Extracted data entries
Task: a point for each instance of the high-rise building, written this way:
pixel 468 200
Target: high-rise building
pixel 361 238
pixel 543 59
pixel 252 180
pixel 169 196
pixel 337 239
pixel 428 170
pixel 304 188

Task objective
Retype each entry without altering a single word.

Reply to the task
Task: a point for each instance of the high-rise building, written this way:
pixel 468 200
Target: high-rise building
pixel 361 238
pixel 543 59
pixel 252 180
pixel 169 196
pixel 337 239
pixel 428 170
pixel 304 188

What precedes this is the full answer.